> [The problem]: Output the listing below verbatim, from its first line to its last.
|---|
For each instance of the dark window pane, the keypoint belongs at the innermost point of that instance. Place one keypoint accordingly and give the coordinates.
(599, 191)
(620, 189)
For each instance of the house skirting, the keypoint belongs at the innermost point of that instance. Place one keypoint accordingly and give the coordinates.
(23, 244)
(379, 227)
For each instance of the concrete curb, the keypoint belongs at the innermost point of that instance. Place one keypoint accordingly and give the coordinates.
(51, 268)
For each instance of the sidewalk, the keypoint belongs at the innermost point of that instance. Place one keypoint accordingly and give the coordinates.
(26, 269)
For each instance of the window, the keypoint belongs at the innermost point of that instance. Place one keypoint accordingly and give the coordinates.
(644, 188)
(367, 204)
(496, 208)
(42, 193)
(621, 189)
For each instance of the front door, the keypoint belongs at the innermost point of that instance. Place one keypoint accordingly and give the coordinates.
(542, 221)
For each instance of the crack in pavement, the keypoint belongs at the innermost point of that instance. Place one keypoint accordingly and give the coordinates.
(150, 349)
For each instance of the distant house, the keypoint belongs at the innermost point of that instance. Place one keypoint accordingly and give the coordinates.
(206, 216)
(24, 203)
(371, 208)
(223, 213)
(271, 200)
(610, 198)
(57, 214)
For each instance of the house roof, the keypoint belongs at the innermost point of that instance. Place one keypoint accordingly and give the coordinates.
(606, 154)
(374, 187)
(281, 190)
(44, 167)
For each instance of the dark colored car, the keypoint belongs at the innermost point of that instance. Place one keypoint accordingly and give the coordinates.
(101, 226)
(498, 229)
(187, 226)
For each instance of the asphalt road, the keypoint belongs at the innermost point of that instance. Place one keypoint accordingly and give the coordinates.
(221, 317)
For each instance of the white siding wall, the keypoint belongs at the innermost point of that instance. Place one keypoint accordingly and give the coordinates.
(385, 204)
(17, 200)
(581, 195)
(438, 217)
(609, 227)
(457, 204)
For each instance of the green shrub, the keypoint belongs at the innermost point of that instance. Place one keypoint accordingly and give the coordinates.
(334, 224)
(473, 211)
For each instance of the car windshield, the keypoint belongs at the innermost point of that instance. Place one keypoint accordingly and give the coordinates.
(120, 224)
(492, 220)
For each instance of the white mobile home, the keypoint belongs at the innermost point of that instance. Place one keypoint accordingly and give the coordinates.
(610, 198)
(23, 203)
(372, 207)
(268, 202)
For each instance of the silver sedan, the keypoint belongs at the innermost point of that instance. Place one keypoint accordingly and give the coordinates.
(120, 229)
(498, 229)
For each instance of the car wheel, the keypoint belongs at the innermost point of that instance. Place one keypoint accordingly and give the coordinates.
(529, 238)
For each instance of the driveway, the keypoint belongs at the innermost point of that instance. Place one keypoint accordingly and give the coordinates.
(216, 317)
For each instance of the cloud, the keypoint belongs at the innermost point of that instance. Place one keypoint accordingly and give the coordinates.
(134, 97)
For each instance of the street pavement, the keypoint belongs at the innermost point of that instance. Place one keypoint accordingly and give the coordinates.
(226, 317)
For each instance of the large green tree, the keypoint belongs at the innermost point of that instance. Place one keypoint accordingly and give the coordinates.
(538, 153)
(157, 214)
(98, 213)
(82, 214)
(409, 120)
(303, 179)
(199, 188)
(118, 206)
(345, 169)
|---|
> [Your response]:
For each instance of the dark window pane, the keypoint belongs at the innermost point of that instance. Place one keypoint accordingly and give the coordinates.
(599, 191)
(620, 189)
For each instance of the house skirting, the keypoint belongs at the innermost point of that instance. Place one keypoint accordingly and give the coordinates.
(23, 244)
(379, 227)
For each instance of the concrete curb, the keypoint belongs at the innermost point of that instance. Place one keypoint accordingly and give the coordinates.
(51, 268)
For each instance of the sidewalk, the keypoint belongs at the innermost point of that instance. Place one keypoint accordingly and give the coordinates.
(26, 269)
For each instance of the window, the keypoint belongs at the innermost point of that instance. Place one keypoint accordingly and give the coordinates.
(644, 188)
(367, 204)
(496, 208)
(42, 193)
(621, 189)
For each instance of the front door, the keypoint belongs at the innermost point of that instance. Place one keypoint accordingly and give the coordinates.
(542, 221)
For each instance of the crack in pavement, the keypoint belongs at the innermost point of that instance. Place one keypoint accordingly and give the coordinates.
(150, 349)
For each instance of the distant house, the keypoint belongs at the innermost point of that instance. Place one keypoint accordingly and give the coordinates.
(206, 216)
(24, 203)
(371, 208)
(223, 213)
(271, 200)
(610, 198)
(57, 214)
For each instance of the house roof, the keypoint belongs at the innermost point of that instance. Place one keypoint accordingly and give the coordinates.
(606, 154)
(374, 187)
(281, 190)
(44, 167)
For each instance of the dark colored car, the keypoint belongs at the innermost point of that instance. Place one keypoint accordingly and give the coordinates.
(101, 226)
(498, 229)
(187, 226)
For each instance of the asphalt road, the keypoint belongs at the innermost point of that instance. Place one keypoint accordingly and give the coordinates.
(221, 317)
For each instance of the white siding wall, the keypoint belongs at the innermost point of that instance. Place one keypoint accordingly and give the coordinates.
(385, 204)
(17, 200)
(581, 195)
(438, 217)
(609, 227)
(457, 204)
For each instance of the green shrub, the keypoint belongs at the innermost point of that instance. Place one keypoint accordingly and give the coordinates.
(334, 224)
(473, 211)
For each instance of the car windshield, the keypoint belongs at the innermost point of that instance. Place one keypoint accordingly and give the coordinates.
(120, 224)
(492, 220)
For each instance of the white mobile home, the keypoint belongs at the innermost point of that instance. Place one keypoint accordingly and give the coordinates.
(610, 198)
(23, 203)
(372, 207)
(268, 202)
For each instance of the silver sedan, the keypoint belongs at the innermost point of that instance. Place one keypoint accordingly and give the coordinates.
(120, 229)
(498, 229)
For each instance of the car wheel, the keypoint belongs at the innermost point of that instance. Place one keypoint accordingly and give the coordinates.
(529, 238)
For each instance of the driveway, the keypoint belongs at the innermost point of that instance. Place one keypoint accordingly and give the coordinates.
(216, 317)
For each instance of the cloud, the keypoint belongs at the innermost point of that instance. Place one keypoint accordingly and give the coordinates.
(134, 97)
For each instance of the street pavement, the keypoint belongs at the innermost point of that instance. Place one keypoint accordingly and give the coordinates.
(226, 317)
For each instance of the large green tree, the keypoint belongs at the innermost point of that instance. Place one keypoint accordingly and give the coordinates.
(538, 153)
(157, 214)
(98, 213)
(82, 214)
(409, 120)
(303, 179)
(199, 188)
(118, 206)
(345, 169)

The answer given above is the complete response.